##### DATA SUPPLIED #####
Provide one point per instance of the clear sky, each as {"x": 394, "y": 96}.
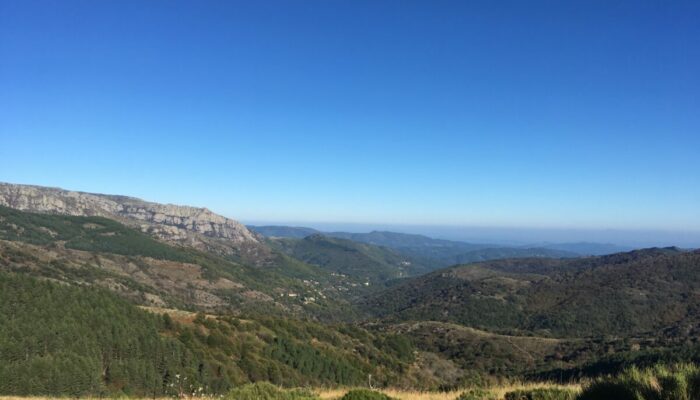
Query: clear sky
{"x": 531, "y": 114}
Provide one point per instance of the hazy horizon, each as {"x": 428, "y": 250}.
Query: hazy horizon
{"x": 559, "y": 115}
{"x": 517, "y": 236}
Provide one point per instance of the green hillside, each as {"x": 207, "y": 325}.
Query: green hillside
{"x": 367, "y": 263}
{"x": 76, "y": 341}
{"x": 636, "y": 293}
{"x": 100, "y": 251}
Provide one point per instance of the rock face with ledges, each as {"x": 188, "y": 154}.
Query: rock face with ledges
{"x": 184, "y": 224}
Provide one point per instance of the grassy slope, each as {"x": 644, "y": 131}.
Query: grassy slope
{"x": 66, "y": 340}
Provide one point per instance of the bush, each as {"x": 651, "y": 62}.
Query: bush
{"x": 541, "y": 394}
{"x": 680, "y": 382}
{"x": 365, "y": 394}
{"x": 268, "y": 391}
{"x": 477, "y": 394}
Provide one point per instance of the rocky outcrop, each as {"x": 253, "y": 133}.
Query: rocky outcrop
{"x": 184, "y": 224}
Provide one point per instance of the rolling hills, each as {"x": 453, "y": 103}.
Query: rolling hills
{"x": 313, "y": 309}
{"x": 374, "y": 265}
{"x": 430, "y": 252}
{"x": 626, "y": 294}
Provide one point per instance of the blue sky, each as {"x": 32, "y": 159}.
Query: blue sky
{"x": 537, "y": 114}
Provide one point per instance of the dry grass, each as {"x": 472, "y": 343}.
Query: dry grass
{"x": 499, "y": 391}
{"x": 400, "y": 394}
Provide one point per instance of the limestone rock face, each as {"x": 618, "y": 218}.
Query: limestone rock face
{"x": 189, "y": 225}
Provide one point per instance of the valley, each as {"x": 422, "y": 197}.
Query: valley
{"x": 315, "y": 310}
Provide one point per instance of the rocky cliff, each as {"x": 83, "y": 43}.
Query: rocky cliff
{"x": 198, "y": 227}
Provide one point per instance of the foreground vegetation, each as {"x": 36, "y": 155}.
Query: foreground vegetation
{"x": 676, "y": 382}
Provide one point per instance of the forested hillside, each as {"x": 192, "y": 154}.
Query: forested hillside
{"x": 372, "y": 265}
{"x": 100, "y": 251}
{"x": 76, "y": 341}
{"x": 627, "y": 294}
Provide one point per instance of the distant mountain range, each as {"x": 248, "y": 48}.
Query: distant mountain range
{"x": 440, "y": 252}
{"x": 642, "y": 292}
{"x": 296, "y": 306}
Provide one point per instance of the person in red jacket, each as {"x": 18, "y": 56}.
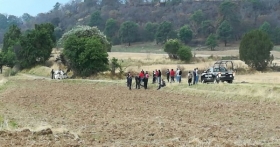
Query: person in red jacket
{"x": 172, "y": 75}
{"x": 141, "y": 76}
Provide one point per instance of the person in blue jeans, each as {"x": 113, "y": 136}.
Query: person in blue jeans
{"x": 197, "y": 76}
{"x": 194, "y": 76}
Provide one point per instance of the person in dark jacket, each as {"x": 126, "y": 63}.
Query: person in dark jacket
{"x": 146, "y": 78}
{"x": 154, "y": 77}
{"x": 137, "y": 82}
{"x": 52, "y": 73}
{"x": 194, "y": 76}
{"x": 162, "y": 84}
{"x": 167, "y": 75}
{"x": 128, "y": 74}
{"x": 159, "y": 76}
{"x": 129, "y": 81}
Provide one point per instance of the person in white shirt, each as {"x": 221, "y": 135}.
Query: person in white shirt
{"x": 177, "y": 74}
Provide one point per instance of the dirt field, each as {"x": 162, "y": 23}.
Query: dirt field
{"x": 38, "y": 112}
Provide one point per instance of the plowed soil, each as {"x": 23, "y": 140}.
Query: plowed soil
{"x": 56, "y": 113}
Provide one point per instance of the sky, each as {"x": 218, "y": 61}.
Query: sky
{"x": 32, "y": 7}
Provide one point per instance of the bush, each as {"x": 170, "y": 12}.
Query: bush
{"x": 9, "y": 72}
{"x": 185, "y": 53}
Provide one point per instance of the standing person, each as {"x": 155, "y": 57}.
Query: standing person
{"x": 167, "y": 75}
{"x": 137, "y": 82}
{"x": 128, "y": 74}
{"x": 194, "y": 76}
{"x": 172, "y": 74}
{"x": 129, "y": 81}
{"x": 197, "y": 76}
{"x": 141, "y": 76}
{"x": 146, "y": 80}
{"x": 190, "y": 78}
{"x": 180, "y": 76}
{"x": 52, "y": 73}
{"x": 154, "y": 77}
{"x": 162, "y": 84}
{"x": 177, "y": 75}
{"x": 159, "y": 76}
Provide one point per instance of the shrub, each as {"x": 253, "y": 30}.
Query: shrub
{"x": 9, "y": 72}
{"x": 185, "y": 53}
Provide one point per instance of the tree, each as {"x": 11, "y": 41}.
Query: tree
{"x": 224, "y": 32}
{"x": 11, "y": 38}
{"x": 185, "y": 53}
{"x": 255, "y": 49}
{"x": 111, "y": 28}
{"x": 36, "y": 45}
{"x": 86, "y": 55}
{"x": 171, "y": 47}
{"x": 96, "y": 20}
{"x": 85, "y": 31}
{"x": 58, "y": 32}
{"x": 163, "y": 32}
{"x": 3, "y": 21}
{"x": 265, "y": 27}
{"x": 128, "y": 32}
{"x": 151, "y": 29}
{"x": 185, "y": 34}
{"x": 56, "y": 6}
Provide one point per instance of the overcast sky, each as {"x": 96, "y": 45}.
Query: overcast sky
{"x": 32, "y": 7}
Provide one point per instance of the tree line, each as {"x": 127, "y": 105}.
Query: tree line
{"x": 202, "y": 17}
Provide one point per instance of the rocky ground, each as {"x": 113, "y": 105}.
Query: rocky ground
{"x": 71, "y": 113}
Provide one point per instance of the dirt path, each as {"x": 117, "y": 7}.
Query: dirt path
{"x": 108, "y": 114}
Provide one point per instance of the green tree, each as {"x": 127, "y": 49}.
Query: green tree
{"x": 96, "y": 20}
{"x": 85, "y": 31}
{"x": 185, "y": 53}
{"x": 151, "y": 29}
{"x": 211, "y": 41}
{"x": 111, "y": 28}
{"x": 265, "y": 27}
{"x": 163, "y": 32}
{"x": 128, "y": 32}
{"x": 185, "y": 34}
{"x": 36, "y": 45}
{"x": 11, "y": 38}
{"x": 255, "y": 49}
{"x": 9, "y": 58}
{"x": 276, "y": 36}
{"x": 3, "y": 21}
{"x": 224, "y": 32}
{"x": 86, "y": 55}
{"x": 171, "y": 47}
{"x": 58, "y": 32}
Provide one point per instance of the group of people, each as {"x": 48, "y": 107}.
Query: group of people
{"x": 193, "y": 77}
{"x": 142, "y": 78}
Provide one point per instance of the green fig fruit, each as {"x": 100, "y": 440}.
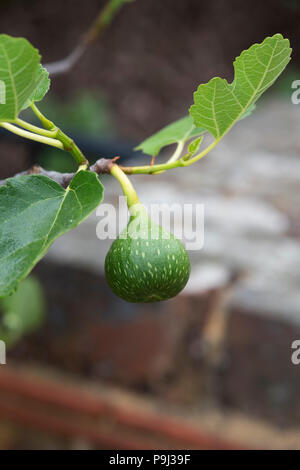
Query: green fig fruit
{"x": 146, "y": 263}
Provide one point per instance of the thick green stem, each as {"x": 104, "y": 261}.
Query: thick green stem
{"x": 31, "y": 135}
{"x": 36, "y": 129}
{"x": 128, "y": 189}
{"x": 152, "y": 169}
{"x": 68, "y": 144}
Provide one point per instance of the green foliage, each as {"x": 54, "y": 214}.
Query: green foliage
{"x": 179, "y": 131}
{"x": 22, "y": 75}
{"x": 218, "y": 105}
{"x": 146, "y": 263}
{"x": 34, "y": 211}
{"x": 22, "y": 312}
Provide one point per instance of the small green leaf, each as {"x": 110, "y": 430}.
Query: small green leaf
{"x": 179, "y": 131}
{"x": 194, "y": 146}
{"x": 42, "y": 85}
{"x": 34, "y": 211}
{"x": 218, "y": 105}
{"x": 19, "y": 69}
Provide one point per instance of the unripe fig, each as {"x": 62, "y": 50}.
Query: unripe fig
{"x": 146, "y": 263}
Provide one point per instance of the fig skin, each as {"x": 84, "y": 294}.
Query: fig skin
{"x": 146, "y": 263}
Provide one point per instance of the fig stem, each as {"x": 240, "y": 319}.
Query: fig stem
{"x": 126, "y": 185}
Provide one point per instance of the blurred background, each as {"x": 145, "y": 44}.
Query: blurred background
{"x": 211, "y": 368}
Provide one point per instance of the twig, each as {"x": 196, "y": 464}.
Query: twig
{"x": 103, "y": 20}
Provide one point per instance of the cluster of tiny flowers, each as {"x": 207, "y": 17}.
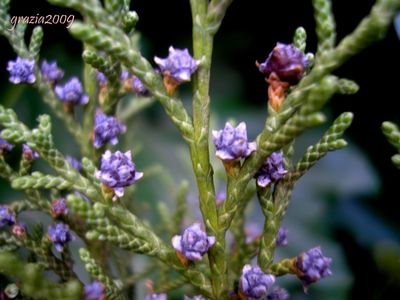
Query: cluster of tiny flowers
{"x": 29, "y": 154}
{"x": 193, "y": 243}
{"x": 254, "y": 284}
{"x": 156, "y": 297}
{"x": 21, "y": 70}
{"x": 312, "y": 266}
{"x": 285, "y": 61}
{"x": 179, "y": 65}
{"x": 231, "y": 143}
{"x": 6, "y": 217}
{"x": 74, "y": 163}
{"x": 118, "y": 171}
{"x": 59, "y": 208}
{"x": 5, "y": 146}
{"x": 59, "y": 235}
{"x": 72, "y": 92}
{"x": 271, "y": 171}
{"x": 51, "y": 72}
{"x": 106, "y": 129}
{"x": 94, "y": 291}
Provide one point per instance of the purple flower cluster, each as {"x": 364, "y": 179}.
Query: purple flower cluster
{"x": 312, "y": 266}
{"x": 5, "y": 146}
{"x": 94, "y": 291}
{"x": 6, "y": 217}
{"x": 271, "y": 171}
{"x": 156, "y": 297}
{"x": 22, "y": 70}
{"x": 254, "y": 284}
{"x": 51, "y": 72}
{"x": 179, "y": 65}
{"x": 287, "y": 62}
{"x": 106, "y": 129}
{"x": 59, "y": 235}
{"x": 118, "y": 171}
{"x": 29, "y": 154}
{"x": 193, "y": 243}
{"x": 231, "y": 143}
{"x": 59, "y": 208}
{"x": 74, "y": 163}
{"x": 72, "y": 92}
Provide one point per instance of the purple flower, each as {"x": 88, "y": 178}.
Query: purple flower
{"x": 94, "y": 291}
{"x": 118, "y": 171}
{"x": 74, "y": 163}
{"x": 21, "y": 70}
{"x": 254, "y": 284}
{"x": 287, "y": 62}
{"x": 278, "y": 294}
{"x": 51, "y": 72}
{"x": 106, "y": 129}
{"x": 5, "y": 146}
{"x": 271, "y": 171}
{"x": 231, "y": 143}
{"x": 6, "y": 217}
{"x": 312, "y": 266}
{"x": 193, "y": 243}
{"x": 59, "y": 208}
{"x": 179, "y": 64}
{"x": 19, "y": 230}
{"x": 156, "y": 297}
{"x": 137, "y": 86}
{"x": 124, "y": 75}
{"x": 72, "y": 92}
{"x": 281, "y": 237}
{"x": 101, "y": 78}
{"x": 28, "y": 153}
{"x": 194, "y": 298}
{"x": 59, "y": 235}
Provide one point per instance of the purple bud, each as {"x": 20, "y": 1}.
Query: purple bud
{"x": 94, "y": 291}
{"x": 231, "y": 143}
{"x": 193, "y": 298}
{"x": 118, "y": 171}
{"x": 193, "y": 243}
{"x": 278, "y": 294}
{"x": 312, "y": 266}
{"x": 59, "y": 235}
{"x": 72, "y": 92}
{"x": 124, "y": 75}
{"x": 287, "y": 62}
{"x": 106, "y": 129}
{"x": 21, "y": 70}
{"x": 101, "y": 78}
{"x": 255, "y": 284}
{"x": 281, "y": 237}
{"x": 19, "y": 230}
{"x": 6, "y": 217}
{"x": 179, "y": 64}
{"x": 59, "y": 208}
{"x": 74, "y": 163}
{"x": 28, "y": 153}
{"x": 156, "y": 297}
{"x": 5, "y": 146}
{"x": 51, "y": 72}
{"x": 271, "y": 171}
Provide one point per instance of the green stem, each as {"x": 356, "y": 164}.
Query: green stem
{"x": 199, "y": 148}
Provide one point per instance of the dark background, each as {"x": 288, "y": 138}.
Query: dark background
{"x": 249, "y": 31}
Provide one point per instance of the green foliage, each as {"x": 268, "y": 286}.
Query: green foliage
{"x": 109, "y": 37}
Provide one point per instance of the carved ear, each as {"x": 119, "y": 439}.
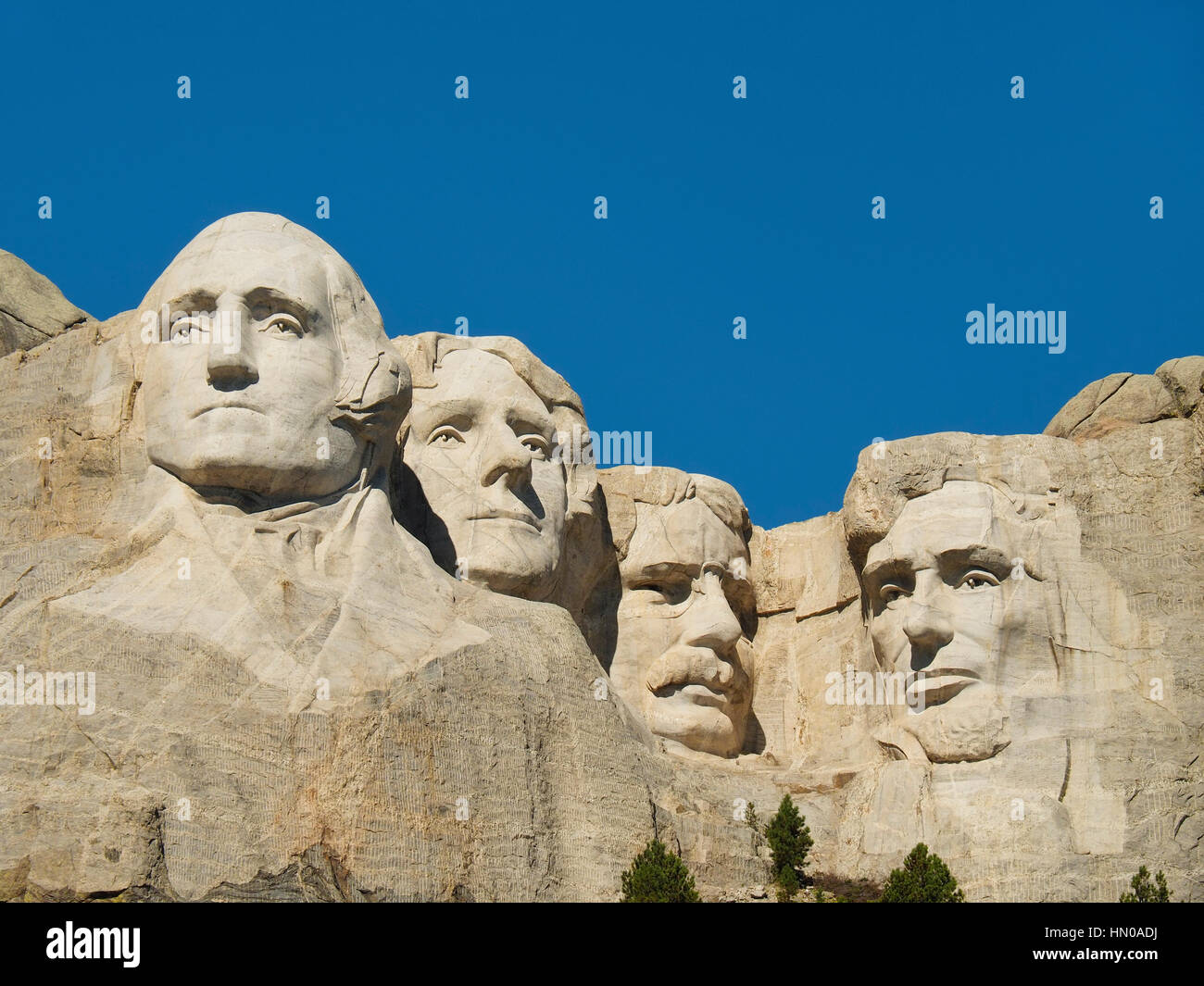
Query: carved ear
{"x": 374, "y": 393}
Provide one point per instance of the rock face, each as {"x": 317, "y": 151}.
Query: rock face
{"x": 296, "y": 612}
{"x": 31, "y": 308}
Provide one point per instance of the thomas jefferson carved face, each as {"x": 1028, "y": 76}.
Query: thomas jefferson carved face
{"x": 949, "y": 598}
{"x": 249, "y": 413}
{"x": 681, "y": 656}
{"x": 481, "y": 445}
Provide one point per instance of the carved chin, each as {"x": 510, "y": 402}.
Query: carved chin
{"x": 705, "y": 730}
{"x": 955, "y": 732}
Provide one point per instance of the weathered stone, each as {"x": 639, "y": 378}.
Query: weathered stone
{"x": 31, "y": 308}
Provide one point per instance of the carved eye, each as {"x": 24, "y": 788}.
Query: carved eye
{"x": 284, "y": 325}
{"x": 973, "y": 580}
{"x": 889, "y": 593}
{"x": 183, "y": 328}
{"x": 445, "y": 437}
{"x": 663, "y": 592}
{"x": 537, "y": 445}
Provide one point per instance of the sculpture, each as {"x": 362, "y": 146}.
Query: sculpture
{"x": 484, "y": 481}
{"x": 686, "y": 612}
{"x": 264, "y": 521}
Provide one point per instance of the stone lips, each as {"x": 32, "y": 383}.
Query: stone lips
{"x": 464, "y": 752}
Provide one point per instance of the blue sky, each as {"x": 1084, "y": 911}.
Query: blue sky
{"x": 718, "y": 207}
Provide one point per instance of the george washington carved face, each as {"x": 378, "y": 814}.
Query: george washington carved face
{"x": 253, "y": 409}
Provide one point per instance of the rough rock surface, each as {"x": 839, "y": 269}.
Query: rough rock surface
{"x": 504, "y": 765}
{"x": 31, "y": 308}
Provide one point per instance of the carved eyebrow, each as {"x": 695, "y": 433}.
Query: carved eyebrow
{"x": 282, "y": 301}
{"x": 529, "y": 419}
{"x": 887, "y": 569}
{"x": 667, "y": 568}
{"x": 974, "y": 556}
{"x": 194, "y": 300}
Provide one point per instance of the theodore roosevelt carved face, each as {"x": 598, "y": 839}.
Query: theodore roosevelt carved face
{"x": 686, "y": 609}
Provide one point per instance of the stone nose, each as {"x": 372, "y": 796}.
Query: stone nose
{"x": 504, "y": 457}
{"x": 709, "y": 621}
{"x": 928, "y": 630}
{"x": 230, "y": 363}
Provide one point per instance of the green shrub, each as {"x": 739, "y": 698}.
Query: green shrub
{"x": 925, "y": 879}
{"x": 790, "y": 841}
{"x": 1145, "y": 892}
{"x": 658, "y": 877}
{"x": 787, "y": 885}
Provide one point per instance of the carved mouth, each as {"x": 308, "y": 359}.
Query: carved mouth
{"x": 935, "y": 688}
{"x": 518, "y": 516}
{"x": 227, "y": 406}
{"x": 697, "y": 693}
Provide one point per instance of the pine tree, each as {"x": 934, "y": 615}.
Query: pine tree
{"x": 787, "y": 885}
{"x": 790, "y": 841}
{"x": 925, "y": 879}
{"x": 658, "y": 877}
{"x": 754, "y": 822}
{"x": 1144, "y": 892}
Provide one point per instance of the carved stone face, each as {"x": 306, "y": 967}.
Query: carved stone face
{"x": 481, "y": 444}
{"x": 678, "y": 657}
{"x": 944, "y": 602}
{"x": 249, "y": 412}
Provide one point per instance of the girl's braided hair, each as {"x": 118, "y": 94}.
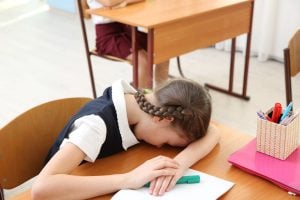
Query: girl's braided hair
{"x": 186, "y": 101}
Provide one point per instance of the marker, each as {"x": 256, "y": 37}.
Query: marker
{"x": 276, "y": 112}
{"x": 286, "y": 111}
{"x": 261, "y": 114}
{"x": 184, "y": 180}
{"x": 289, "y": 119}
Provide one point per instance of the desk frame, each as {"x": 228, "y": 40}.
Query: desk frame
{"x": 173, "y": 34}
#####
**WHAT TO WORK ON:**
Please retype the lines from the one that contains "Provide one point per instance of the carved stone" to the final line of the records, both included, exactly as written and without any pictures.

**SOLUTION BELOW:**
Provide one point per instance of the carved stone face, each as {"x": 306, "y": 967}.
Query: carved stone face
{"x": 481, "y": 444}
{"x": 678, "y": 657}
{"x": 944, "y": 602}
{"x": 249, "y": 412}
Provide one point per instance of the girl's braided hair, each as {"x": 118, "y": 94}.
Query: girl's braided hair
{"x": 186, "y": 101}
Provide one point per instance of the marker, each as {"x": 256, "y": 37}.
Query: marker
{"x": 276, "y": 112}
{"x": 286, "y": 111}
{"x": 261, "y": 114}
{"x": 184, "y": 180}
{"x": 289, "y": 119}
Provide one point per instance of the desk frame, each as {"x": 228, "y": 40}.
Query: desk frame
{"x": 173, "y": 34}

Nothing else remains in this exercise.